- **Text passage**:
-*-

Seth Ayisi Addo and Kwasi Dartey-Baah

The purpose of this paper is to examine leaders’ influence on the safety behaviours of employees and the possible mediating role of perceived organisational support (POS)…

Abstract

Purpose

The purpose of this paper is to examine leaders’ influence on the safety behaviours of employees and the possible mediating role of perceived organisational support (POS), focussing on transformational and transactional leadership.

Design/methodology/approach

Data were gathered through a survey from 264 engineers and technicians in the power transmission subsector in Ghana and analysed using structural equation modelling.

Findings

The analyses revealed that transformational leadership influenced safety behaviours positively while transactional leadership had no significant influence on employees’ safety behaviours. POS also mediated between the leadership styles and safety behaviours.

-*-

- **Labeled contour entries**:

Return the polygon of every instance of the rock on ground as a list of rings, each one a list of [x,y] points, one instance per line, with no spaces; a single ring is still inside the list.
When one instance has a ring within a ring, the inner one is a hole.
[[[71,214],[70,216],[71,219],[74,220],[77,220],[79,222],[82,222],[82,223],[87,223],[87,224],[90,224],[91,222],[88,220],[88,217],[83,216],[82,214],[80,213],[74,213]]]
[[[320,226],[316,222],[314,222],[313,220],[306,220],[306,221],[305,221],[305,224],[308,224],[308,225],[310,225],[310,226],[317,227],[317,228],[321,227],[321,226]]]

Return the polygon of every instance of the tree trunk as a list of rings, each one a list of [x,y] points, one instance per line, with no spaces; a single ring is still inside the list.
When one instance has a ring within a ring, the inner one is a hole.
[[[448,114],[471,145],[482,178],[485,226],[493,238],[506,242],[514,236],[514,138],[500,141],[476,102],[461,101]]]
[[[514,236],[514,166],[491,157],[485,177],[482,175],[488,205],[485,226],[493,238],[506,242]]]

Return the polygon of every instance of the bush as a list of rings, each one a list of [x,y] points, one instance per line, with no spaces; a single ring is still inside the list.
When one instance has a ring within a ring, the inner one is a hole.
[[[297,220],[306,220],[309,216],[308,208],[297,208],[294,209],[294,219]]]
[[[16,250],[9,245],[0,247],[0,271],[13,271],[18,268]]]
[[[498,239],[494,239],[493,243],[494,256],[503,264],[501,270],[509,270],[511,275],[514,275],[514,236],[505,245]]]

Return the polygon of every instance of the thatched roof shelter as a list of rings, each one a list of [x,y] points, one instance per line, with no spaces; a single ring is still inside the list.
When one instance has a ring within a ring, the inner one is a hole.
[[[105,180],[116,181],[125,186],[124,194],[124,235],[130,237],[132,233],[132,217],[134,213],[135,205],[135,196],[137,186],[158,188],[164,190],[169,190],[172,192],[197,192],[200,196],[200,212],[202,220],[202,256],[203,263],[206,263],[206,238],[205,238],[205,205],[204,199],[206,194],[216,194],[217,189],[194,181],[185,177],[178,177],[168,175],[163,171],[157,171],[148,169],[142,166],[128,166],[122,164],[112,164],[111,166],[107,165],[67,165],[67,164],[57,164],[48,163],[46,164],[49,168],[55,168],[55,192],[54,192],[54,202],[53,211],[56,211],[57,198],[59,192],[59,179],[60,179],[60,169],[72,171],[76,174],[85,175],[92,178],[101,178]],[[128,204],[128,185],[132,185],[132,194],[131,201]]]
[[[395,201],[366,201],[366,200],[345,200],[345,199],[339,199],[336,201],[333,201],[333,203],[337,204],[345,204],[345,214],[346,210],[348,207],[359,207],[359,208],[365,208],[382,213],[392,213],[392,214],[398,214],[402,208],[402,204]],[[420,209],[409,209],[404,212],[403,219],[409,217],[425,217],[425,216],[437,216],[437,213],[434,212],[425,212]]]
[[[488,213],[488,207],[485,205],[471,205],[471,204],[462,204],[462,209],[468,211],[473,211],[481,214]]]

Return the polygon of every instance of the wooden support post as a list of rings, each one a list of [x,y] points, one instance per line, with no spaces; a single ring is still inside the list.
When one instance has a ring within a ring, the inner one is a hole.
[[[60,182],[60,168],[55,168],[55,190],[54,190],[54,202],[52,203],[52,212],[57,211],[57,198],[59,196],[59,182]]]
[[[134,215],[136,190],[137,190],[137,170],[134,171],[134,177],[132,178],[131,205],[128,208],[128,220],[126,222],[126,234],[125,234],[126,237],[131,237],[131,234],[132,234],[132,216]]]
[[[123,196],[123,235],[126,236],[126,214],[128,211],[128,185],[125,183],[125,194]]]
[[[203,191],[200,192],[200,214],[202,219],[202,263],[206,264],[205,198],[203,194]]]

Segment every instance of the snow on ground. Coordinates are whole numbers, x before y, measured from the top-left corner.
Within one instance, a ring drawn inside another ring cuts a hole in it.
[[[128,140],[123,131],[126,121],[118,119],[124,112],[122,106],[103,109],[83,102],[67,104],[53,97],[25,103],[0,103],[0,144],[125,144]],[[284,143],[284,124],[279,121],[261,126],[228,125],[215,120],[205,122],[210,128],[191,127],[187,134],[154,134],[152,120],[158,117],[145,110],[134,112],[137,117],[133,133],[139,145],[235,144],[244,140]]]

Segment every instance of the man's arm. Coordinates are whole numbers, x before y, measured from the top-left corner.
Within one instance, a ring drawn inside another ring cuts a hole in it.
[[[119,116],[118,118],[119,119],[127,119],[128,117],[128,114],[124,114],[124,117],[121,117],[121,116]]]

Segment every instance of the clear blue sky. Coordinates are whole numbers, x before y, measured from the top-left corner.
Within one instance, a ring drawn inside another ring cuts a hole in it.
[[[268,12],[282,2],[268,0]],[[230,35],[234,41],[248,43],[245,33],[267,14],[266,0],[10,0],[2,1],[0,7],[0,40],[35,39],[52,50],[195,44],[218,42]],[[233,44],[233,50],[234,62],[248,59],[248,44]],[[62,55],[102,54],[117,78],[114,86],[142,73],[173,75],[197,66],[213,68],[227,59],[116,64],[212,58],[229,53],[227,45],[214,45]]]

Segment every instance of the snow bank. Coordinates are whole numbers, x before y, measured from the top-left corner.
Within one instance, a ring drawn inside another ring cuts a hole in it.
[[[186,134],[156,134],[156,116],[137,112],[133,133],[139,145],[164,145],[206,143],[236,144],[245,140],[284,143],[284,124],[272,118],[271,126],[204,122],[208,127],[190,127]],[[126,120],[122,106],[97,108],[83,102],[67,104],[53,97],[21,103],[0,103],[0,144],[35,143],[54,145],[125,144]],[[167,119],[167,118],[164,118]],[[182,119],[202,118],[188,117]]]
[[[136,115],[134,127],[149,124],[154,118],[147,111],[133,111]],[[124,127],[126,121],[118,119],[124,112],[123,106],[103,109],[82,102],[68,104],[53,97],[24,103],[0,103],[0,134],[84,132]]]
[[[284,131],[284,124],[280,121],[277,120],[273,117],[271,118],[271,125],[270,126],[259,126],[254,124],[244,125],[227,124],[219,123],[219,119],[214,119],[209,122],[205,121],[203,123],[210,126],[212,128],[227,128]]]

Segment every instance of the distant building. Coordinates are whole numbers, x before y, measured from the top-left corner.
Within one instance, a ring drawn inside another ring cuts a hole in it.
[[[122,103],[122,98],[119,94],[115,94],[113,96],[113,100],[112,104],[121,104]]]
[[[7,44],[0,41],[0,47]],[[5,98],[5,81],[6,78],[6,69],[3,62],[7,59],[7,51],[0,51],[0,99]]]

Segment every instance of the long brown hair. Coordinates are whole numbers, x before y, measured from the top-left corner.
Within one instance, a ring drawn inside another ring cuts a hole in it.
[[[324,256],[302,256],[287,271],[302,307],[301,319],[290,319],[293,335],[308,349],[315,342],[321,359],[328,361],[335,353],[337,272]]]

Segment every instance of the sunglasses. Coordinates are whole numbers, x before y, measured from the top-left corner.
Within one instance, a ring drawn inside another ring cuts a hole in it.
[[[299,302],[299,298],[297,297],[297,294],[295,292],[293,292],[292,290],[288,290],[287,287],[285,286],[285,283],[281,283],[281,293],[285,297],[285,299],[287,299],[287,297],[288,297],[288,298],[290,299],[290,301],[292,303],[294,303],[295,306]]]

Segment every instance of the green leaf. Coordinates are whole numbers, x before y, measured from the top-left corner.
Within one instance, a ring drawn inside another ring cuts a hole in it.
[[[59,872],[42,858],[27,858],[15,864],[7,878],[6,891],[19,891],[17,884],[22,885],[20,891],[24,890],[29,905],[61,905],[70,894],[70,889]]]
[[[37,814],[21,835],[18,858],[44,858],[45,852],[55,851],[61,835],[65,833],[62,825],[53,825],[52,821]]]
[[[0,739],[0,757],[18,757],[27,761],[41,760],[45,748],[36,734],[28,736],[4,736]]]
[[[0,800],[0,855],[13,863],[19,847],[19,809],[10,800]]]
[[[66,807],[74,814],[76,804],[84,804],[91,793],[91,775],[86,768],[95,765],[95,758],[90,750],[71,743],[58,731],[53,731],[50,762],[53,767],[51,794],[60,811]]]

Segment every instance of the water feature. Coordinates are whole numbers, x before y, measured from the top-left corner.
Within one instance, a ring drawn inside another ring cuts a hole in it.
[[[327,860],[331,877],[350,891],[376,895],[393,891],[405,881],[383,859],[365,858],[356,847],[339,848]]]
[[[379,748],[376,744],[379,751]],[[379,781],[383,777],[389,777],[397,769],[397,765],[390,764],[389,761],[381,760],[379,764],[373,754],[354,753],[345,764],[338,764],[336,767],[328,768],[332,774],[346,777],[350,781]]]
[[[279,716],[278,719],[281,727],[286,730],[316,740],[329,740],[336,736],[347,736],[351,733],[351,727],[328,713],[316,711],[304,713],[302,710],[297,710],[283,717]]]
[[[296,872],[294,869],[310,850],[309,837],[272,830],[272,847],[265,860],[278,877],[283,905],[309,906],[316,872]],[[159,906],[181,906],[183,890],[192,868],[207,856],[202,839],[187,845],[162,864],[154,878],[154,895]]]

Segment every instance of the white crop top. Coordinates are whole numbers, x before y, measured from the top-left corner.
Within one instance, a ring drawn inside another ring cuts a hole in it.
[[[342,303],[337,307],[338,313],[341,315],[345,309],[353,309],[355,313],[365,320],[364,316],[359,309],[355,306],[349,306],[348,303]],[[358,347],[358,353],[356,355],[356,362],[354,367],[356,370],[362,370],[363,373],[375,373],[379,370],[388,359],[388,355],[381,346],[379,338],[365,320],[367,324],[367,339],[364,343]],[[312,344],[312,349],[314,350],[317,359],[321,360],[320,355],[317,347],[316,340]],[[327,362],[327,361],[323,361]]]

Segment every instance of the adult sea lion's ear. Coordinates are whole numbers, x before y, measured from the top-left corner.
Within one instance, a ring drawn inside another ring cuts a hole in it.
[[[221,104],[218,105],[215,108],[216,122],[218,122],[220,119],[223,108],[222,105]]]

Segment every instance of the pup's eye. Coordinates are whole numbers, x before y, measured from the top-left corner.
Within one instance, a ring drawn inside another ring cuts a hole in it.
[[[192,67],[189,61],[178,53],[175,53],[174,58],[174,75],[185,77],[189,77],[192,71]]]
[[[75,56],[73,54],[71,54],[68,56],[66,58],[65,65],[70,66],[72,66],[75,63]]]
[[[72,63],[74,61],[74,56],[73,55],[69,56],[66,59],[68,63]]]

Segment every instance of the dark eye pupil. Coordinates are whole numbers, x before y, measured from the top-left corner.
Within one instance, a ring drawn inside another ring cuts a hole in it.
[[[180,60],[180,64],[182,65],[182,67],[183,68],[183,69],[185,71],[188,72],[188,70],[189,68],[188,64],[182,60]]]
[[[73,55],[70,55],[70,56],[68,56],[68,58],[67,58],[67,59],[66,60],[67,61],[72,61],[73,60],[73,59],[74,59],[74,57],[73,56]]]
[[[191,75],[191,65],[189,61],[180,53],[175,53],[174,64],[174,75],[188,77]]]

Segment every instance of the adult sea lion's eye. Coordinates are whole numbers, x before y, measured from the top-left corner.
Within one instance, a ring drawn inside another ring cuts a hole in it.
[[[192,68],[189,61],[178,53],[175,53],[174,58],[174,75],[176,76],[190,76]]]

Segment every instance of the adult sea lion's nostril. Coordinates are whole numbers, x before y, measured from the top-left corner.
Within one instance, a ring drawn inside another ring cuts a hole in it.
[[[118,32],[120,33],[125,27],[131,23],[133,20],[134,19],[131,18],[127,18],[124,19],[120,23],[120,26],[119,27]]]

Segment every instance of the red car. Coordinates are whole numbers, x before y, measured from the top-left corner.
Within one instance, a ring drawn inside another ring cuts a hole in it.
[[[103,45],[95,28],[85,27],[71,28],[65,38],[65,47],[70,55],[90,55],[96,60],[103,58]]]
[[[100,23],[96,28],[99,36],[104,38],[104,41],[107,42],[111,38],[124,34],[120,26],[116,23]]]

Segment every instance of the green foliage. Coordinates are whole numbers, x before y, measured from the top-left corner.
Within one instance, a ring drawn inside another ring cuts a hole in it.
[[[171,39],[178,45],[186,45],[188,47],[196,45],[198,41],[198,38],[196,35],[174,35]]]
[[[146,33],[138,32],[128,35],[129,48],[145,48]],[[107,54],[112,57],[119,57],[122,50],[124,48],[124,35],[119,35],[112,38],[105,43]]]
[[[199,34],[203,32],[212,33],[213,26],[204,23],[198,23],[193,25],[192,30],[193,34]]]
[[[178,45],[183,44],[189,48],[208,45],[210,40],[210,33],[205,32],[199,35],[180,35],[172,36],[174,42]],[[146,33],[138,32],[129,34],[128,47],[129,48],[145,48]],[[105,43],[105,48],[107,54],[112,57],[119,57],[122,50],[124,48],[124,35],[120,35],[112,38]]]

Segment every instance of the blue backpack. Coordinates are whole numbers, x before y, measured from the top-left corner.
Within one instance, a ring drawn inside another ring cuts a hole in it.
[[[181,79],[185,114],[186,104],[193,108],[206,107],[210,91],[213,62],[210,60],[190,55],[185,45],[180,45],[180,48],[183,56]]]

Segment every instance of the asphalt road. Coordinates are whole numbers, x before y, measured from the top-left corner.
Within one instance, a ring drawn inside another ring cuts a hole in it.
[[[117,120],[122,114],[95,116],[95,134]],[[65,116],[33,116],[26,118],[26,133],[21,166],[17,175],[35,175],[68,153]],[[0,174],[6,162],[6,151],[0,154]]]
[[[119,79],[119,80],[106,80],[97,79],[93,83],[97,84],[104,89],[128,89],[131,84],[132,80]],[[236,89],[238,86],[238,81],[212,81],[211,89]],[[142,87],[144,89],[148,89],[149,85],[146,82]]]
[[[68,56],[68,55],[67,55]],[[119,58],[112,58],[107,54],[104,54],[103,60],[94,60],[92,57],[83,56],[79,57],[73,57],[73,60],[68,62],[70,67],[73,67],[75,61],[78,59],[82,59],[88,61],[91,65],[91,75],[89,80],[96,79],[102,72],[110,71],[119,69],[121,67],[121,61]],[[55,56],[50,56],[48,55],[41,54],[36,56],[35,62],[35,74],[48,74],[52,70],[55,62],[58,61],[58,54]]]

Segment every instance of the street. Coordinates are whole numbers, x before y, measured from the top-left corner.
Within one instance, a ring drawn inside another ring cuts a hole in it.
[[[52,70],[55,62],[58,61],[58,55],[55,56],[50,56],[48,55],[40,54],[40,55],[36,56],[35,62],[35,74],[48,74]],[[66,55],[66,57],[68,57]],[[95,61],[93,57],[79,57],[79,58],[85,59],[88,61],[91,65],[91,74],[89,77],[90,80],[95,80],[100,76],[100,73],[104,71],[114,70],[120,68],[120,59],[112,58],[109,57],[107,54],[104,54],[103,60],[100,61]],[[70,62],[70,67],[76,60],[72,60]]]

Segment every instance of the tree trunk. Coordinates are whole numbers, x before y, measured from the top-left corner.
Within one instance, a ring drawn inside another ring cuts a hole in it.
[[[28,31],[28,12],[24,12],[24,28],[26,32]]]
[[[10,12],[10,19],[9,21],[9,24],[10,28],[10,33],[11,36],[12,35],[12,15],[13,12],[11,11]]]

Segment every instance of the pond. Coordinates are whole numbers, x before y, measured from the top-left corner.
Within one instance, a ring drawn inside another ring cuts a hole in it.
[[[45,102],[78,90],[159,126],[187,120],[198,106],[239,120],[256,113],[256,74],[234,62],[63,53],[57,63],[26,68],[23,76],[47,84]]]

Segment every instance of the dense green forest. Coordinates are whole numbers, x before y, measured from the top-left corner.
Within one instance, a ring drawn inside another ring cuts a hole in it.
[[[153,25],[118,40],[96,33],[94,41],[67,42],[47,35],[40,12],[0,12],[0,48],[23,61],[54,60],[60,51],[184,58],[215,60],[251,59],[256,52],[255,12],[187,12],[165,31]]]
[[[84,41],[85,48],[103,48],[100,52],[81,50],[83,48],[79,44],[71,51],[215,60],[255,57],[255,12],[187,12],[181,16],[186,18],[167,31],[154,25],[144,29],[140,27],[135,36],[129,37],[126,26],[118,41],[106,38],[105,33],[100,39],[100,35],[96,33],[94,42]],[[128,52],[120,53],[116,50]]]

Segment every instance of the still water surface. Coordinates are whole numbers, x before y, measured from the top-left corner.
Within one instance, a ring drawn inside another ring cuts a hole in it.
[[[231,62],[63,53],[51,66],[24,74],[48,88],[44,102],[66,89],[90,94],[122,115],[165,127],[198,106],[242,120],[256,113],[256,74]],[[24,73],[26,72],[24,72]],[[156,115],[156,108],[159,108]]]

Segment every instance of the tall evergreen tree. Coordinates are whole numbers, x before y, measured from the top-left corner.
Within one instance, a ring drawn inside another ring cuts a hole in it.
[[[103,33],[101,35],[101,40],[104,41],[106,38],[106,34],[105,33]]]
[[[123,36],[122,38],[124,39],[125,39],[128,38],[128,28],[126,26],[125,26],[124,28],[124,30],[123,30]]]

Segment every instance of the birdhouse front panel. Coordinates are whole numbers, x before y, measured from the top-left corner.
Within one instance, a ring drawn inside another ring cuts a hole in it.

-*-

- **Directives**:
**a)** Duplicate the abstract on leadership and worker safety word for word, starting with "Seth Ayisi Addo" and going on through "and transactional leadership.".
**b)** Write the next part of the abstract on leadership and employee safety behavior, picking up after its final sentence.
The records stand apart from the text and are separate material.

- **Results by task**:
**a)**
Seth Ayisi Addo and Kwasi Dartey-Baah

The purpose of this paper is to examine leaders’ influence on the safety behaviours of employees and the possible mediating role of perceived organisational support (POS)…

Abstract

Purpose

The purpose of this paper is to examine leaders’ influence on the safety behaviours of employees and the possible mediating role of perceived organisational support (POS), focussing on transformational and transactional leadership.

**b)**
Practical implications

Supervisors need to exhibit more transformational leadership behaviours and organisations need to show support for their employees’ wellbeing in order to aid supervisors’ influence on employees’ safety behaviours, especially if the leaders are more transactional in nature.

Originality/value

The study addresses a dearth in literature and highlights the influences of leadership styles on the safety behaviours of the employees, as well as the importance of the organisation to commit to employees’ support and safety so as to enhance their good perceptions and consequently elicit better performance from them.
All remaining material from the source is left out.